# Cytowany tekst:
----
Profesor przyznał, że Amerykanie świadomie wykorzystują dziś to, że Europa jest zależna od USA jeśli chodzi o bezpieczeństwo. Ocenił, że Trumpa lepiej nie denerwować, bo to jest "megalomański narcyz" i bardzo źle znosi krytykę. Zaznaczył jednak, że jeśli Europa utrzyma obecny kurs i uzupełni braki jeśli chodzi o potencjał zbrojny, to za 2-3 lata Ameryka straci możliwość szantażu i będziemy mogli powiedzieć do Trumpa: "to zabieraj zabawki". Wyjaśnił, że w tej chwili Europa prezentuje "taktyczną uległość". Zauważył, że Amerykanie w strategii też stwierdzają, że "Europa ma właściwie wszystkie twarde argumenty, atuty potencjału, żeby wziąć górę nad Rosją". Kuźniar stwierdził, że Ursula von der Leyen jest wybitną przywódczynią Europy i nazwał ją "Napoleonem w spódnicy". Przypomniał, że Komisja Europejska nałożyła wysoką karę na należącą do Elona Muska platformę X, co spotkało się z pogróżkami ze strony Trumpa. - Jeśli KE nałożyła karę, to tak do końca się nie przestraszyła - ocenił.
Targowicka mentalność
Skupiając się na wątku polskim, gość został zapytany, czy to, że prezydent kłóci się z premierem, nie prowadzi do tego, że jesteśmy rozgrywani przez Amerykanów. Mowa była też o delegacji Biura Bezpieczeństwa Narodowego do Waszyngtonu ws. konsultacji po ogłoszeniu amerykańskiej strategii bezpieczeństwa. Spotkanie z polską delegacją zorganizowano jako pierwsze. Roman Kuźniar stwierdził, że jeśli poleciał wiceszef BBN, to nie była to żadna polska delegacja, ponieważ "polską polityką zagraniczną bezpieczeństwa kieruje rząd". Tłumaczył, że o polskiej delegacji można mówić, gdyby na jej czele był wiceminister spraw zagranicznych czy obrony. - Tutaj prezydent wysłał umyślnego do Waszyngtonu, żeby pokazać, że oni mają dobre kontakty - stwierdził.
----
# Wiersze danych:
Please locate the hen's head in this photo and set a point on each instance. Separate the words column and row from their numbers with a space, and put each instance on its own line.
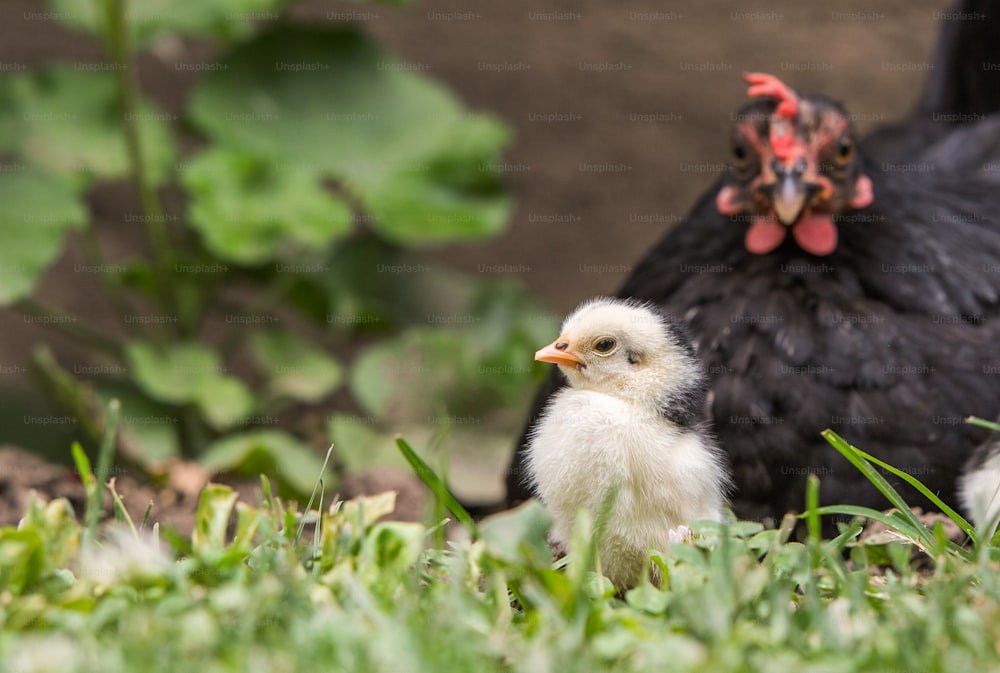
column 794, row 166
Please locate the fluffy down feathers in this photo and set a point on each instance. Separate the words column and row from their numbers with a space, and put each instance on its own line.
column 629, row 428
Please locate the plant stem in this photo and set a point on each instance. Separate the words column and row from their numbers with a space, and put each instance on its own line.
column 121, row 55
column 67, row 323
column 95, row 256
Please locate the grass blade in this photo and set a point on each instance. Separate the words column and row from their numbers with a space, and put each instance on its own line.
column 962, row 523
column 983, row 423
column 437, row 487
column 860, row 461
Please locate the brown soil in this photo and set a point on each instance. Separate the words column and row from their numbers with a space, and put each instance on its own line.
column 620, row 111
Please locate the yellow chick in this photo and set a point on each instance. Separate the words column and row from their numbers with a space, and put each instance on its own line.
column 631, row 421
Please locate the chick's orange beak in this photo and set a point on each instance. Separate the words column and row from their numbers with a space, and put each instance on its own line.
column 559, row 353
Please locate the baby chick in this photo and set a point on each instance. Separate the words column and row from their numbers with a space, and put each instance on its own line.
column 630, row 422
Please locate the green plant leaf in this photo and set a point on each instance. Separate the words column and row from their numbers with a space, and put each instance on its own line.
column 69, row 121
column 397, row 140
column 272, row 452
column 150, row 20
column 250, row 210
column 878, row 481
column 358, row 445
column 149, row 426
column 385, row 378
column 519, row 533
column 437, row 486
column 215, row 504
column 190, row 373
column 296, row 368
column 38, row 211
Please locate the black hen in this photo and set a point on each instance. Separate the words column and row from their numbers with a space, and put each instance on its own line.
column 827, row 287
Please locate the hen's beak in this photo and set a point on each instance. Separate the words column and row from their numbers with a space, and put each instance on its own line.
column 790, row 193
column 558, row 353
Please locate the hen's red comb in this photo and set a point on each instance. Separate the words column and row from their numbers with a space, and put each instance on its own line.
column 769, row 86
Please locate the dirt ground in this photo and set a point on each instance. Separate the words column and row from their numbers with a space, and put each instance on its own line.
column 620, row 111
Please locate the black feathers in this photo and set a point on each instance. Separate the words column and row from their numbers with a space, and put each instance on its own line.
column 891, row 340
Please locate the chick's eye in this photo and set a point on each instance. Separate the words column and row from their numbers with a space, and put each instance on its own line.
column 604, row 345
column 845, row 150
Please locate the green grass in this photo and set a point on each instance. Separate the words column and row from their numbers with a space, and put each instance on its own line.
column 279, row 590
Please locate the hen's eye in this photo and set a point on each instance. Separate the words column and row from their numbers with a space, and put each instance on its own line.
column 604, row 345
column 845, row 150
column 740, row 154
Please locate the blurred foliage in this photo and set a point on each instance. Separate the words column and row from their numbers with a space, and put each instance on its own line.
----
# Cel ćwiczenia:
Przepisz bez żadnych zmian fragment cytowanego tekstu od „Targowicka mentalność” do „kontakty - stwierdził.”.

# Rozwiązanie:
Targowicka mentalność
Skupiając się na wątku polskim, gość został zapytany, czy to, że prezydent kłóci się z premierem, nie prowadzi do tego, że jesteśmy rozgrywani przez Amerykanów. Mowa była też o delegacji Biura Bezpieczeństwa Narodowego do Waszyngtonu ws. konsultacji po ogłoszeniu amerykańskiej strategii bezpieczeństwa. Spotkanie z polską delegacją zorganizowano jako pierwsze. Roman Kuźniar stwierdził, że jeśli poleciał wiceszef BBN, to nie była to żadna polska delegacja, ponieważ "polską polityką zagraniczną bezpieczeństwa kieruje rząd". Tłumaczył, że o polskiej delegacji można mówić, gdyby na jej czele był wiceminister spraw zagranicznych czy obrony. - Tutaj prezydent wysłał umyślnego do Waszyngtonu, żeby pokazać, że oni mają dobre kontakty - stwierdził.